-- Opening Marker --

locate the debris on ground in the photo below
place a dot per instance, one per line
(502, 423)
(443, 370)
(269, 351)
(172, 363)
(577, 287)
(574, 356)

-- Closing Marker --

**TASK REQUIREMENTS:**
Please reproduce each record precisely as written.

**RESULT FOR THIS EXERCISE:**
locate the debris on ground in the photo below
place a dot per instance, one per line
(502, 423)
(443, 370)
(269, 351)
(172, 363)
(577, 287)
(574, 356)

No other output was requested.